====== Extracted material ======

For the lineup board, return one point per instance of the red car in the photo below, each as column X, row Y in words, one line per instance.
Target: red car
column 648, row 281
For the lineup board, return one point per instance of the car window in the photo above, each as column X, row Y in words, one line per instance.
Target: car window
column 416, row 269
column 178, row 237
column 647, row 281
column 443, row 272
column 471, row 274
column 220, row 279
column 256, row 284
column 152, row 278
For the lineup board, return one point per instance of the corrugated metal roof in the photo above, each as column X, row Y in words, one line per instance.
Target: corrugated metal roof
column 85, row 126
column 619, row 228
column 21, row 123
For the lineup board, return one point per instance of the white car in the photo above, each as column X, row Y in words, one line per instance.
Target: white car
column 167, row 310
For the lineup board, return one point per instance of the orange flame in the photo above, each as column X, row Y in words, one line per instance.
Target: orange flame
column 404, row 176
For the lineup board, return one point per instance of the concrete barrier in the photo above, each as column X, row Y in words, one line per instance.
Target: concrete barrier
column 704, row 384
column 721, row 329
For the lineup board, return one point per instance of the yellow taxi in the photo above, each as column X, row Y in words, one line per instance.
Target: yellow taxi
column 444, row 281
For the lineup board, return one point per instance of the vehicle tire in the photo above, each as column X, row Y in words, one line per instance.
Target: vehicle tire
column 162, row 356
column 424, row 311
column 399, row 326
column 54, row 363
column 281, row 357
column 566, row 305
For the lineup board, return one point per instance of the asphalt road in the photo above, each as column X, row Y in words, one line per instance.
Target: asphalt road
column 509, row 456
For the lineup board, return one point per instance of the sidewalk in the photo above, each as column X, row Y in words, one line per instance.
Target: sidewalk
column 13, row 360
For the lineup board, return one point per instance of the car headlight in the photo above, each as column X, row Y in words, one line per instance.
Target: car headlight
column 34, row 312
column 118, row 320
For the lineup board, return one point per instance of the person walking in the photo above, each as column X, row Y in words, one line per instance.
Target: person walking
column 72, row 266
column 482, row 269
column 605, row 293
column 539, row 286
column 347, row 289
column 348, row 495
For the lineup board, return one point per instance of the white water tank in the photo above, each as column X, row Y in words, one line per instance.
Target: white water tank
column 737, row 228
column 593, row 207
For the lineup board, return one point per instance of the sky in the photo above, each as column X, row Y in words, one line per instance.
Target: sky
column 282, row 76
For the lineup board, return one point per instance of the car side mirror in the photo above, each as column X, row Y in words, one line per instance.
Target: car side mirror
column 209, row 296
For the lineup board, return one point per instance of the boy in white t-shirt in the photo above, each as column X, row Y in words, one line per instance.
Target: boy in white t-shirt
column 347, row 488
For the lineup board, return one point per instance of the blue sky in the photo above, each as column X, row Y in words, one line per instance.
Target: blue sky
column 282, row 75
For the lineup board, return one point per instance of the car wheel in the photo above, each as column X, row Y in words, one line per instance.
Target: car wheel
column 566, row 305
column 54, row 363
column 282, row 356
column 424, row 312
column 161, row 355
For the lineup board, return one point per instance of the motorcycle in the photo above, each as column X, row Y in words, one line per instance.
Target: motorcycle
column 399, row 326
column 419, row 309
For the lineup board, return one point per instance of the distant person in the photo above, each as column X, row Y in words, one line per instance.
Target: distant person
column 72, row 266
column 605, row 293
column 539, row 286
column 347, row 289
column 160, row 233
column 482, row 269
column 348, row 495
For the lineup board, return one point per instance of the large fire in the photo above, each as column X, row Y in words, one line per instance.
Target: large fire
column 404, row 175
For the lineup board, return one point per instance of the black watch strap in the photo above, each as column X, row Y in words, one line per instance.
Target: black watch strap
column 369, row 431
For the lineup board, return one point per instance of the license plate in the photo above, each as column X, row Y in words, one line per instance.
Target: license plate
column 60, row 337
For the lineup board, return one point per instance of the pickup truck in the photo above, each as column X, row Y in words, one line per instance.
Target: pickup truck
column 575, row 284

======

Arrange the lines from the one containing "of the motorcycle" through the one containing "column 404, row 175", both included, as a JSON list of strings with one string per line and blank lines left out.

[
  "For the lineup board, return one point per instance of the motorcycle in the photo above, each as column X, row Y in words, one line per instance.",
  "Target: motorcycle",
  "column 399, row 326",
  "column 419, row 309",
  "For the lineup board, return one point per instance of the distant person in the photo above, each as column X, row Y in words, one line per instance.",
  "Target: distant person",
  "column 72, row 266",
  "column 605, row 293",
  "column 539, row 286",
  "column 347, row 289",
  "column 160, row 233",
  "column 482, row 269",
  "column 348, row 495",
  "For the lineup board, return one point per instance of the large fire in the photo above, each as column X, row Y in words, one line per instance.",
  "Target: large fire",
  "column 404, row 175"
]